* [Task directions]: Your reproduction of the entries should be exact and should contain no pictures.

* [Region pointing data]:

____________

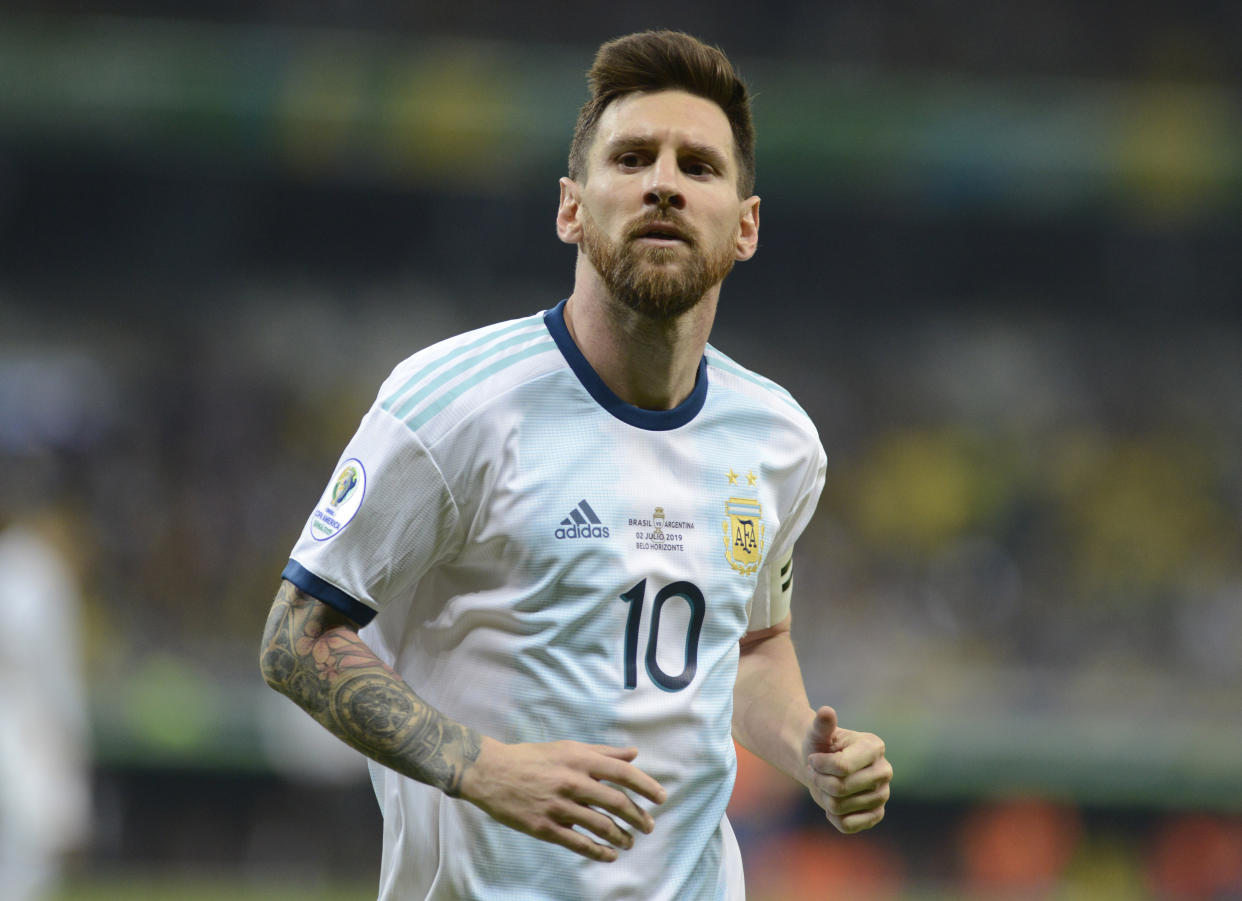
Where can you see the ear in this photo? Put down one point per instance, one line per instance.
(569, 224)
(748, 229)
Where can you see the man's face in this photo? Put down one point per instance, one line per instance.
(660, 215)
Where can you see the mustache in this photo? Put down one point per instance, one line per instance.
(667, 221)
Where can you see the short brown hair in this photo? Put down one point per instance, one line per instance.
(666, 61)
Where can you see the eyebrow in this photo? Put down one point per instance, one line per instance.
(708, 153)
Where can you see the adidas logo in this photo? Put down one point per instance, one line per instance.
(581, 522)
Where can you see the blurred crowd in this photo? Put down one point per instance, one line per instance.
(1006, 292)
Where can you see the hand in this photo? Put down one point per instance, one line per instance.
(847, 773)
(545, 789)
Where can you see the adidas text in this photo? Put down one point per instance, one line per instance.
(575, 531)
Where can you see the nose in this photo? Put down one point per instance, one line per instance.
(663, 189)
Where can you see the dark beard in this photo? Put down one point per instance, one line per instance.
(641, 277)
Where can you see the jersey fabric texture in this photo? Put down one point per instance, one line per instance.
(540, 561)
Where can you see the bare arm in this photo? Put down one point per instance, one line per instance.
(313, 654)
(770, 710)
(846, 772)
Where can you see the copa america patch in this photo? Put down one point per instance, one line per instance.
(340, 500)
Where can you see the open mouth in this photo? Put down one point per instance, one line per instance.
(662, 234)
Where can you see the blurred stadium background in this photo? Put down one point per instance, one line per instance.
(1000, 269)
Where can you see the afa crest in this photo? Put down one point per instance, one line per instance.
(744, 535)
(345, 484)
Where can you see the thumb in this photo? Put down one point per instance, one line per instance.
(819, 737)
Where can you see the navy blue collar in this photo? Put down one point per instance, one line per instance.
(651, 420)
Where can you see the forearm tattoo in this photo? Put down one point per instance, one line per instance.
(324, 667)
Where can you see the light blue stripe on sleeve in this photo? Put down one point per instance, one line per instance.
(720, 362)
(453, 372)
(448, 397)
(492, 334)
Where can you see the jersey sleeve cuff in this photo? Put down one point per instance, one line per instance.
(328, 593)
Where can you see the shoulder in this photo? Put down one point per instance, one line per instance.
(749, 388)
(445, 382)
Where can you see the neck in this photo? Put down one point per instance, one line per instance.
(651, 364)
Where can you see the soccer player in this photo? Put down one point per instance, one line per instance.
(552, 572)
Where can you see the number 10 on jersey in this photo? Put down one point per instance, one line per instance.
(636, 598)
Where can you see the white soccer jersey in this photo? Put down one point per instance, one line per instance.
(542, 561)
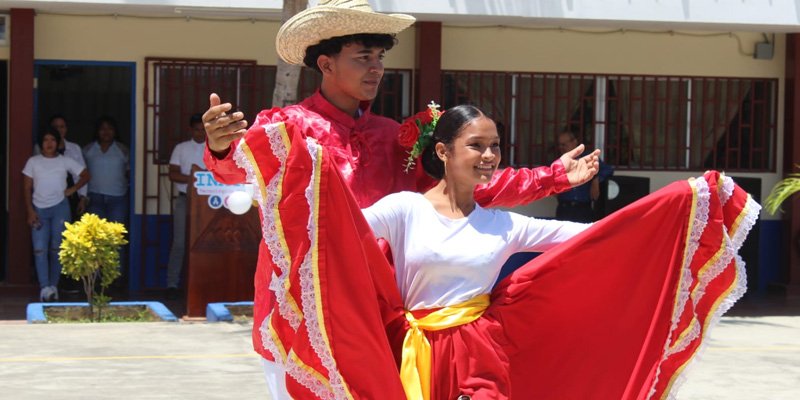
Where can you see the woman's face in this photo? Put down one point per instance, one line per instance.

____________

* [Written response]:
Where can you see the ear in this photo? Put down one point per instance, one line per instance.
(569, 224)
(748, 229)
Where can you see the man's face in this photo? Put down one point per instance, one line per instance.
(660, 215)
Where can you see the mustache in this photo? Put down one point per instance, one line per instance.
(667, 221)
Where can you see the short brown hair in this photo? Put down one point per instance, one line per instance.
(666, 61)
Where can you see the eyebrow in this photo? Put down one point per instance, one line per instance.
(708, 153)
Where can you see the adidas logo in this photo? Put down one point per instance, one line per instance.
(581, 522)
Where can you see the blurred crowd in this photo? Put down one point per instance, one line per instance.
(1006, 292)
Where can you see the hand in this photo? Put down one point per instance, one line per instance.
(847, 773)
(545, 789)
Where can you see the adidas text in this photo? Put down one point per instance, one line per instance.
(575, 531)
Where can you see the nose in this photo? Put down one point per instance, one line per instance.
(663, 189)
Where can you see the dark beard in this photo? Put down one point per instance, one line per instance.
(641, 277)
Where can you see the jersey fabric texture in this photo? Put down one point per instance, one line per instance.
(540, 561)
Where can you see the bare arm in this photo? Put down one point per instance, one line per instance.
(313, 654)
(770, 710)
(846, 772)
Where can you see the copa america patch in this photo? Put down one point per instance, one line per instance.
(340, 500)
Where can you see the open mouth in this photo? Put down one point per instance, one line per instance.
(662, 234)
Where can you see the blurred stadium background in this photo? Put down one point per instance, one line per instance.
(1000, 269)
Where can you see the afa crest in this photo? Put down one point per instance, one line per instance.
(744, 535)
(345, 484)
Where can you see the thumb in this photo? Put down one point per instance, one line per instance.
(819, 737)
Where can you see the navy blue collar in this photo? Put down one point per instance, one line per instance.
(651, 420)
Where can you see the forearm tattoo in this photo? Put down one point per instance, one line per instance.
(324, 667)
Where can you see the light blue stripe on sleeve in this photo? Put down one point per instance, one line per instance.
(720, 362)
(453, 372)
(448, 397)
(492, 334)
Where can you see the jersey sleeve cuff in this photo? Put down one point per instance, one line per instance.
(328, 593)
Where can you see the shoulder in this photo? Put down one point per instance, one line per instance.
(749, 388)
(445, 382)
Where can you see the neck in this photo? Put down one point per instance, one line per instance.
(651, 364)
Where can you see the soccer player in this photo? Put down one point per instance, one line per instance.
(552, 572)
Where can you see the number 10 on jersey in this photo? Put down one point per instance, one line per instance.
(636, 598)
Where can you see the white soccer jersey in this photo? Put down one point per instance, one line per instance.
(542, 561)
Where can you see the woman's face in this photo? Put down one point per instance, one line per instance.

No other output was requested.